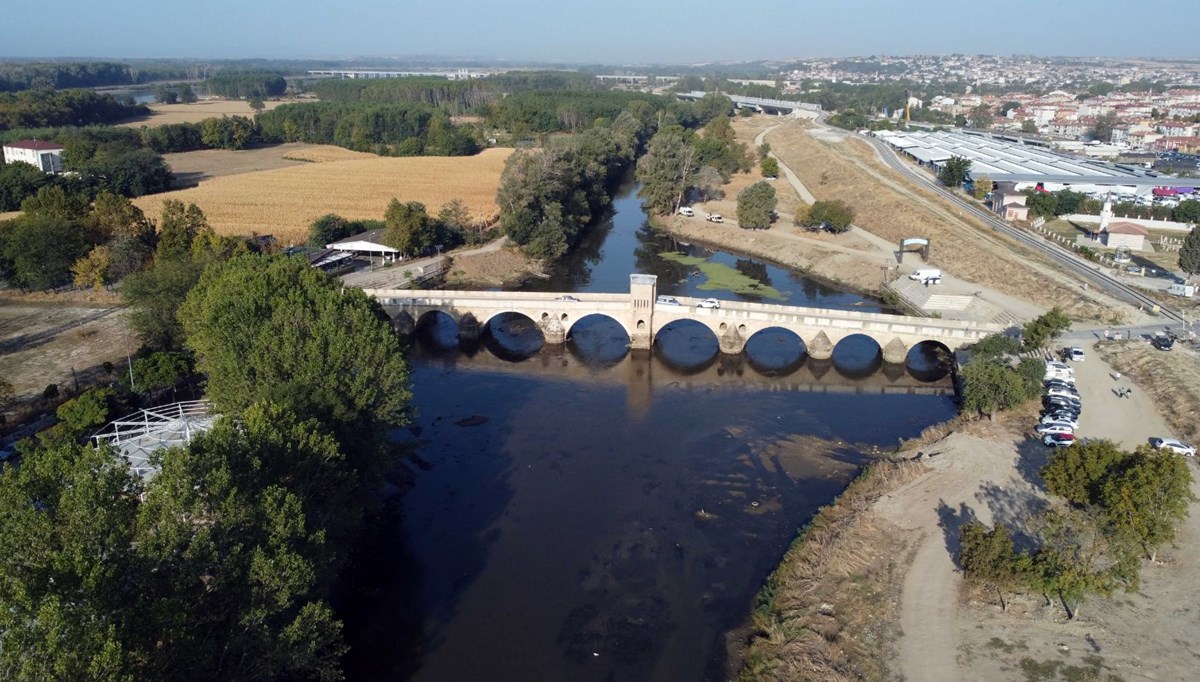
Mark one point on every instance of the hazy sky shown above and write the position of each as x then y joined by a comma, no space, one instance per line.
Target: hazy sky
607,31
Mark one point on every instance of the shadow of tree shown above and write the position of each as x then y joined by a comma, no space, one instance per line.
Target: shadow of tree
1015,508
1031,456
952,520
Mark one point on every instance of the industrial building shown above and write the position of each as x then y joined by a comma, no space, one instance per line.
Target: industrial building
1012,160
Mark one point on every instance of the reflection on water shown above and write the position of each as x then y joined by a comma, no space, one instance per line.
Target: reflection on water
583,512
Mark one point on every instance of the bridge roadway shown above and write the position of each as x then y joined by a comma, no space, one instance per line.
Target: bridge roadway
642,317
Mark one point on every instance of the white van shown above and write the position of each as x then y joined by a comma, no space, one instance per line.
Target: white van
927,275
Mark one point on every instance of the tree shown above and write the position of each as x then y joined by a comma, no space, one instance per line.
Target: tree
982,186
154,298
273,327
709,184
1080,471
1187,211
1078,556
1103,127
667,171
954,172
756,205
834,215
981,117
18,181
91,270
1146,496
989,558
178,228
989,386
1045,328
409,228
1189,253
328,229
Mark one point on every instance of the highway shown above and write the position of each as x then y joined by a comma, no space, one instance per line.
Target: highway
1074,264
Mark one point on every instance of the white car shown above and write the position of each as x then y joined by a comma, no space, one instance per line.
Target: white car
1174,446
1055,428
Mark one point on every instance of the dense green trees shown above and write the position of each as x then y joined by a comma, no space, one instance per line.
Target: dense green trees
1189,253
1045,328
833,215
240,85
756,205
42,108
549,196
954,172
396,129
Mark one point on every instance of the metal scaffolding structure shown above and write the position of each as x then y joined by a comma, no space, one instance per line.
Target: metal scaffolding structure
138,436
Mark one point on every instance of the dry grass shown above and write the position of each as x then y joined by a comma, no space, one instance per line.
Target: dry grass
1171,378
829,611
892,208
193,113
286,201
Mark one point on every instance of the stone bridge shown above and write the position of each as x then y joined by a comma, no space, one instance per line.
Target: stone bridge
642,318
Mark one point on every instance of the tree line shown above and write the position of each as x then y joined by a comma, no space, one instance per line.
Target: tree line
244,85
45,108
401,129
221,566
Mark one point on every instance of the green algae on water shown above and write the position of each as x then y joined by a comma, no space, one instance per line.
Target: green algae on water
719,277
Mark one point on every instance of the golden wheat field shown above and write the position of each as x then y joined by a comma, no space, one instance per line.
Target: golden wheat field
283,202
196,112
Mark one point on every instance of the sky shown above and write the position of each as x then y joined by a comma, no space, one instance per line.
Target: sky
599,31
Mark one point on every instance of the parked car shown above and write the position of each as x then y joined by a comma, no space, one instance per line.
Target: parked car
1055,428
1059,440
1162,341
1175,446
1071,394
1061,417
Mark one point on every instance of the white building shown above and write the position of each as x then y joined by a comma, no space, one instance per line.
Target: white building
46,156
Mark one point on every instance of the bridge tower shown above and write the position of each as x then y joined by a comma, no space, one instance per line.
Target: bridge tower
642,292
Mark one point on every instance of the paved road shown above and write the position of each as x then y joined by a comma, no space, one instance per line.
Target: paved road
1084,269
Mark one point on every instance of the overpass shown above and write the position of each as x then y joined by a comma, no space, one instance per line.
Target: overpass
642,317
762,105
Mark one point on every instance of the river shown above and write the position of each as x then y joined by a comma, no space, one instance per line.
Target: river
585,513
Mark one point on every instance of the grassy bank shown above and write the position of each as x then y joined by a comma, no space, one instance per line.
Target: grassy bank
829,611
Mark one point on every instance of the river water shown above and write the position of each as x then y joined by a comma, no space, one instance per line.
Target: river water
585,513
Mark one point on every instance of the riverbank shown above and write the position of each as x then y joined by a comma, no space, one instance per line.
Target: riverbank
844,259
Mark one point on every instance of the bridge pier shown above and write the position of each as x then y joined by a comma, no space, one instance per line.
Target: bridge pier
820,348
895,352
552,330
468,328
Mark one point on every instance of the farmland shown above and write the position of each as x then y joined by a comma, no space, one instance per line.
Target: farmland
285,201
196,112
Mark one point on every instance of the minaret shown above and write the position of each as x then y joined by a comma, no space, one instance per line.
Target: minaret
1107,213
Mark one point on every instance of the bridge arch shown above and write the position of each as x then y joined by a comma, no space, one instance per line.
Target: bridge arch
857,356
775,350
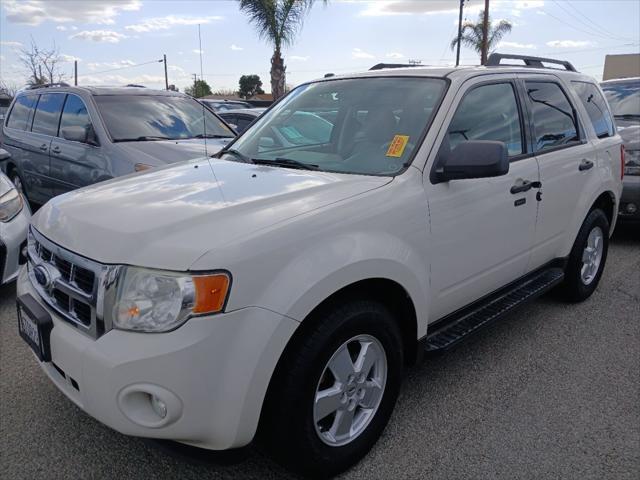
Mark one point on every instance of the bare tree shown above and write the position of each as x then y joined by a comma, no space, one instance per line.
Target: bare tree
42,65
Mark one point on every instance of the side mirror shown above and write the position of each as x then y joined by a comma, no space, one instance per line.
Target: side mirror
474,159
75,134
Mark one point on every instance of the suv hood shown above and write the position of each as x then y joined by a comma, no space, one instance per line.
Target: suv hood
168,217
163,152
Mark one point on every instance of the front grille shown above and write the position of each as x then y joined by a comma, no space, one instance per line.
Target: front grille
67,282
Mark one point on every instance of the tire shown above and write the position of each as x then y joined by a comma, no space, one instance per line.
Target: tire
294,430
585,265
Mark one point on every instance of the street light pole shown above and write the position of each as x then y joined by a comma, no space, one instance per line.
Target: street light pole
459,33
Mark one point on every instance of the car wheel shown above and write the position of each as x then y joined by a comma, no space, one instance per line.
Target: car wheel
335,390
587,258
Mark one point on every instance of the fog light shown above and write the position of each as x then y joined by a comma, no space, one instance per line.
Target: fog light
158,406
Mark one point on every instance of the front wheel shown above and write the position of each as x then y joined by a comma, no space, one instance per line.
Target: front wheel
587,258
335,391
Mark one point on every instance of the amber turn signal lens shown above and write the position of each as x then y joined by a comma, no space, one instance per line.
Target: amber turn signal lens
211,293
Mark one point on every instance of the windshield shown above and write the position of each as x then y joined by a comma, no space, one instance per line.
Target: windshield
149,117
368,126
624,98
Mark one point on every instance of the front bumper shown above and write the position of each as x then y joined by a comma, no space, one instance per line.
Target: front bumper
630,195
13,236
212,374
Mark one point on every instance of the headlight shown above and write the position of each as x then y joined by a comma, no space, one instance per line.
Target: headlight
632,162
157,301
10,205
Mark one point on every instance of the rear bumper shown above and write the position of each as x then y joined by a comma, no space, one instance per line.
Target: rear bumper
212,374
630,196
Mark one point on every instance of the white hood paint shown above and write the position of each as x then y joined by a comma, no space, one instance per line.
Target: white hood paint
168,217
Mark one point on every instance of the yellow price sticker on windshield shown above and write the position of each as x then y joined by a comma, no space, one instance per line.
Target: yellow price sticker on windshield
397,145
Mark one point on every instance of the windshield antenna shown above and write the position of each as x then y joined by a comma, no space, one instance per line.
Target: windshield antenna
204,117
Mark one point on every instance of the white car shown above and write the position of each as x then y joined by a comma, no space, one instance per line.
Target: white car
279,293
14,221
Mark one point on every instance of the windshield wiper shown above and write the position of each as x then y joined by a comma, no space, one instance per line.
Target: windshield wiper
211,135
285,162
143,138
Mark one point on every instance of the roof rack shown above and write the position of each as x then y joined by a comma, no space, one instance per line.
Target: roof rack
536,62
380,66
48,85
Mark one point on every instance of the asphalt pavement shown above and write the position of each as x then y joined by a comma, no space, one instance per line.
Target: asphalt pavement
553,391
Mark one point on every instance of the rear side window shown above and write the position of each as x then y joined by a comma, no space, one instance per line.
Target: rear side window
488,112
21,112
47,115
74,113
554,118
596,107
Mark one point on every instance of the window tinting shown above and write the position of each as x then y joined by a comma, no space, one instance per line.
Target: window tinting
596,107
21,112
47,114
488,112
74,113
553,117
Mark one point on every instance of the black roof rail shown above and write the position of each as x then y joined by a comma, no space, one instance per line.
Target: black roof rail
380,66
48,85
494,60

* * *

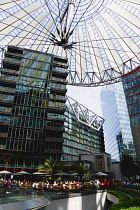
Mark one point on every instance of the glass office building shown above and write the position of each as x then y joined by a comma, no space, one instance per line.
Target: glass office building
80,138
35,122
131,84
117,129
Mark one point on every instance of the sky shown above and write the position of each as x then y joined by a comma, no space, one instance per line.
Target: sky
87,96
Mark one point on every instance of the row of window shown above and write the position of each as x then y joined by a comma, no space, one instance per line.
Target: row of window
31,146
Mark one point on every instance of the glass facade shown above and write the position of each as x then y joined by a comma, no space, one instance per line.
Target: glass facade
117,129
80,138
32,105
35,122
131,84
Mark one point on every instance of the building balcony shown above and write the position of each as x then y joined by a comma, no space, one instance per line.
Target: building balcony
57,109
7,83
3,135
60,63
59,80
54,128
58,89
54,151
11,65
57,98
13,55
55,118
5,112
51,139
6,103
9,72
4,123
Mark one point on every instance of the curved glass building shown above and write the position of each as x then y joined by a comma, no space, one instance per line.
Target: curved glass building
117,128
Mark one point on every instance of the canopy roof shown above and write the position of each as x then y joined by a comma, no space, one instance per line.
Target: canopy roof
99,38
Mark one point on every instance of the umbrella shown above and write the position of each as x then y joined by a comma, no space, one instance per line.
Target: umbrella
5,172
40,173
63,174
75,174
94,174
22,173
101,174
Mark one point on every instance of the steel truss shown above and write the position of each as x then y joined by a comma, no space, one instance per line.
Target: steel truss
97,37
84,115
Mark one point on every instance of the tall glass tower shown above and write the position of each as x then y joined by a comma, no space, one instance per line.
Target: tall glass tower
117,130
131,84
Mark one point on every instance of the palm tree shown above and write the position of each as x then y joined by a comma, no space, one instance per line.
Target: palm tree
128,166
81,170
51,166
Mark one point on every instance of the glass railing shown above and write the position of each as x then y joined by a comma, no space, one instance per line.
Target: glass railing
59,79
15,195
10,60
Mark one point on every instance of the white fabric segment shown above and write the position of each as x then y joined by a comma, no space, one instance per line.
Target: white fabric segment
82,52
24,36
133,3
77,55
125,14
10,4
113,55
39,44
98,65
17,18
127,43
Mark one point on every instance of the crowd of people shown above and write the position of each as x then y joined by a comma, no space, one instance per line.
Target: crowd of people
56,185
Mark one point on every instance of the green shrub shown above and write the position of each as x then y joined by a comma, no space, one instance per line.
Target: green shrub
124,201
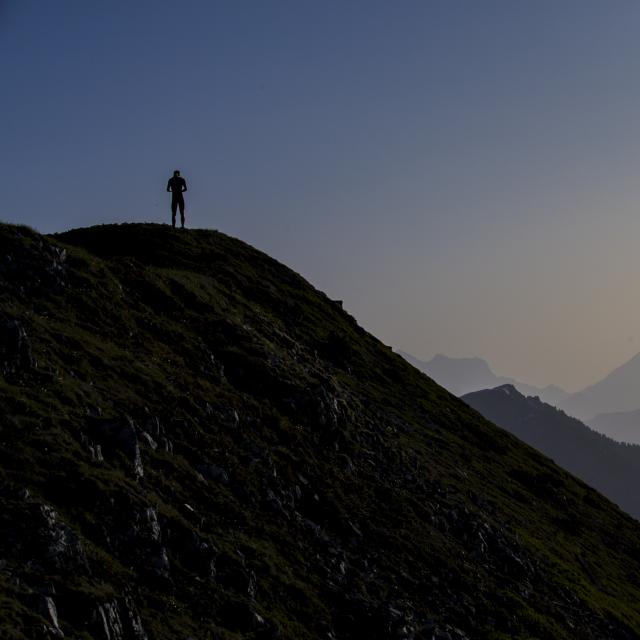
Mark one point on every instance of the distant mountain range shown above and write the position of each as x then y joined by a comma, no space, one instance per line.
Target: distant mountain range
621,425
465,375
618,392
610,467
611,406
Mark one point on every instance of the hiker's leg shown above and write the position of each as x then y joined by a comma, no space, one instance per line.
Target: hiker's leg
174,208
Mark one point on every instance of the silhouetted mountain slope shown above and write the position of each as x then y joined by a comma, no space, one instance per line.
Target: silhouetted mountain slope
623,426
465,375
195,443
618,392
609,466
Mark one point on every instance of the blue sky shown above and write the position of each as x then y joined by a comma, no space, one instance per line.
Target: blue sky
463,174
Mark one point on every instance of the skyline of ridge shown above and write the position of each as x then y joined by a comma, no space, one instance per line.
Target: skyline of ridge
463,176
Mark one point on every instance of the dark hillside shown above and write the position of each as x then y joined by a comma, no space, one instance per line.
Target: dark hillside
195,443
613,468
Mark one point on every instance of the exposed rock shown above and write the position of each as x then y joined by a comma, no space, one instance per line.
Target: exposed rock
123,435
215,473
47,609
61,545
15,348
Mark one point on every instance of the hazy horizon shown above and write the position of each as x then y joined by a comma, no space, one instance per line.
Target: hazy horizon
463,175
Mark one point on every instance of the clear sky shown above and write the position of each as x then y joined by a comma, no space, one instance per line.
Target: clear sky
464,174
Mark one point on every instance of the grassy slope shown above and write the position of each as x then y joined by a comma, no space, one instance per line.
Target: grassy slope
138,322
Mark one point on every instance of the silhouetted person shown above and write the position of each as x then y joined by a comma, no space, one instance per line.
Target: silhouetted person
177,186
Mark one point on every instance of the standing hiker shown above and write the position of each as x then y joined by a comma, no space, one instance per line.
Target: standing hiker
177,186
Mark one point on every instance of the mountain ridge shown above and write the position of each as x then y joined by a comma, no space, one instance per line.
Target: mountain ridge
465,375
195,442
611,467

Set task => Pull out each line in the rows above that contains the string "segment". Case counts.

Result for this task =>
Mark one point on every instance of the white fabric segment shown above and write the position of each as x then y joined by a comma, no space, one instance per line.
Target: white fabric segment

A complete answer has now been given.